Task details
Copy each of the following records word for word.

Data supplied
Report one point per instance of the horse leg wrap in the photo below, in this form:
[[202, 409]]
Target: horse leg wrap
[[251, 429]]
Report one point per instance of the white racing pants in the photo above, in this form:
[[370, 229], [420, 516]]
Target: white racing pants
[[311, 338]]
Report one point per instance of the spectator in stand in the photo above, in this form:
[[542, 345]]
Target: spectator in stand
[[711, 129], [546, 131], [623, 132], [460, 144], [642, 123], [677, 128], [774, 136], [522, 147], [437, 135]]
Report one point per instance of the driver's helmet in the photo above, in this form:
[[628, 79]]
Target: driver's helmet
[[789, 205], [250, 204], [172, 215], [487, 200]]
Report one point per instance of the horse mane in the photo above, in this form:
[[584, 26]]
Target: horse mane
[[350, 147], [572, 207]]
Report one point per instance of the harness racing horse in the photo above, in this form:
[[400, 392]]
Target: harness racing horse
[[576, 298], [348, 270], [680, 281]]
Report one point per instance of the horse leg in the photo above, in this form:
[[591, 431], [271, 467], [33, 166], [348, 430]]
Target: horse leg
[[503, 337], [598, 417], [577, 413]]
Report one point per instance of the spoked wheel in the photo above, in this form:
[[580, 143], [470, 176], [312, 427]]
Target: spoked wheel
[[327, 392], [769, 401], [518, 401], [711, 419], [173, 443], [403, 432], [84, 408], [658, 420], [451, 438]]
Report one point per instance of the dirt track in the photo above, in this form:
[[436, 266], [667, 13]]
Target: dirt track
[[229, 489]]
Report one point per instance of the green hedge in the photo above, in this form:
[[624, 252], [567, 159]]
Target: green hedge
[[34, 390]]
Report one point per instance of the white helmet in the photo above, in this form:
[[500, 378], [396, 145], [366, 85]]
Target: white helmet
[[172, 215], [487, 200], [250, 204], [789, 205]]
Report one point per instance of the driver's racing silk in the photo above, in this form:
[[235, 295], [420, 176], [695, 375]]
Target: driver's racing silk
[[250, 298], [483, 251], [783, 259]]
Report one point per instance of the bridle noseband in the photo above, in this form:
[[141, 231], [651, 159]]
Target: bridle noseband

Expected answer
Report one point per instance of the horse leg wrap in the photo below, in this form:
[[202, 409]]
Target: horse leg wrap
[[251, 429]]
Report one point per instance of the white racing pants in the photo above, in this form:
[[370, 229], [420, 516]]
Target: white racing pants
[[311, 338]]
Report one point per instance of the spectator in stand in the photo above, in this form:
[[542, 345]]
Target: spectator in stand
[[711, 129], [546, 131], [623, 132], [460, 144], [642, 123], [677, 128], [774, 136], [522, 147], [437, 135]]
Report one point per instance of the driver's helmet in the photo above, in this form:
[[628, 79]]
Target: driver's helmet
[[789, 205], [250, 204], [172, 215], [487, 200]]
Report one point per instance of the horse mane in the photo above, in this form:
[[584, 26]]
Target: horse mane
[[350, 147], [572, 207]]
Report one point per instance of the harness racing horse in the photo above, in this form:
[[400, 392]]
Target: harness racing horse
[[576, 298], [348, 270], [680, 281]]
Report one point per instance of the horse leg in the photo above, in this form:
[[591, 431], [271, 467], [33, 166], [348, 430]]
Target: horse leg
[[503, 337], [598, 417], [577, 413]]
Report one point per instance of the spoked wheel in the photo above, in this form:
[[580, 143], [470, 176], [312, 427]]
Target: spoked wheel
[[327, 392], [769, 401], [518, 401], [711, 419], [173, 443], [403, 432], [84, 408], [658, 420], [451, 438]]
Report one point per instance of the dirt track in the photo above, in this form:
[[436, 266], [667, 13]]
Target: dirt track
[[229, 489]]
Report one point per instance of the green hedge in the photo above, in this form:
[[624, 252], [567, 159]]
Target: green hedge
[[34, 390]]
Report one point per instance of the white helmet in the photo above, in this form:
[[500, 378], [396, 145], [366, 85]]
Target: white helmet
[[172, 215], [487, 200], [250, 204], [789, 205]]
Report one point per instance of the driver's racing silk in the photo above, in this form:
[[235, 295], [420, 176], [695, 375]]
Target: driver's racing silk
[[250, 298], [483, 251], [783, 259]]
Report one point per instance of the bridle noseband in the photo above, in this form:
[[141, 231], [651, 159]]
Target: bridle noseband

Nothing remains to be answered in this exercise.